> PROBLEM SET:
a) Translate into Spanish this sentence from the passage on phase angle and phase shift: "Phase angle is not always defined the same as phase shift."
b) For each statement, answer yes or no according to the passage on phase angle and phase shift, and quote the words that decide it. (i) Electronics engineers use only radians. (ii) The chapter will mostly use the term phase shift. (iii) The interactive lets you switch the function to cosine.
c) Reproduce the passage on phase angle and phase shift from "To keep things" to "of the graph.".

> SELECTED PASSAGE:
┏━━

Phase angle is not always defined the same as phase shift.
The phase angle for the sine curve y = a sin(bx + c) is usually taken to be the value of c and the phase shift is usually given by `-c/b`, as we saw above.
Reminder: In the last section, we saw how to express sine curves in terms of frequency.
Example: Electronics engineers separate the terms "phase angle" and "phase shift", and they use a mix of radians and degrees. We may have a current expressed as follows:
I = 50 sin (2π(100)t + 30°)
This means the amplitude is `50\ "A"`, the frequency is `100\ "Hz"` and the phase angle is`30°`.
See an application of phase angle at An Application to AC Circuits in the complex numbers chapter.
Also, see a discussion on this issue at Phase shift or phase angle? in the math blog.
To keep things simple for now, we will mostly use the term phase shift in this chapter.
Amplitude, period and phase shift graph applet
The following interactive will help you to explore the three key concepts when drawing trigonometric graphs - amplitude, period and phase shift.
Use the sliders under the graph to vary each of the amplitude, period and phase shift of the graph.
The `x`-axis has an integer scale (it's radians, of course), and multiples of `pi` are indicated with a red stroke.
You can also change the function to cosine. Hopefully you can see the concepts work the same for both sine and cosine curves.

┗━━

> DATASET CONTENT:
┏━━

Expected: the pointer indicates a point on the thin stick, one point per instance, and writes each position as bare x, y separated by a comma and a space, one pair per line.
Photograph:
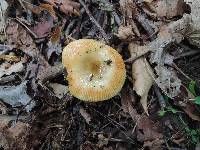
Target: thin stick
95, 22
35, 36
178, 69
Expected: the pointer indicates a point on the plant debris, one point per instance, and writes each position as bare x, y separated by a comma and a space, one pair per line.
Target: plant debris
158, 105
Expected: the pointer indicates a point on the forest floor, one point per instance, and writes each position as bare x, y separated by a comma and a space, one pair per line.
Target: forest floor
157, 36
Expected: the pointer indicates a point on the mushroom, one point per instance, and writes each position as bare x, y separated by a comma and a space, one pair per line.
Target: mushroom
96, 71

┗━━

> RESPONSES PER TASK:
a) El ángulo de fase no siempre se define igual que el desfase.

b)
(i) No: "they use a mix of radians and degrees"
(ii) Yes: "we will mostly use the term phase shift in this chapter"
(iii) Yes: "You can also change the function to cosine."

c)
To keep things simple for now, we will mostly use the term phase shift in this chapter.
Amplitude, period and phase shift graph applet
The following interactive will help you to explore the three key concepts when drawing trigonometric graphs - amplitude, period and phase shift.
Use the sliders under the graph to vary each of the amplitude, period and phase shift of the graph.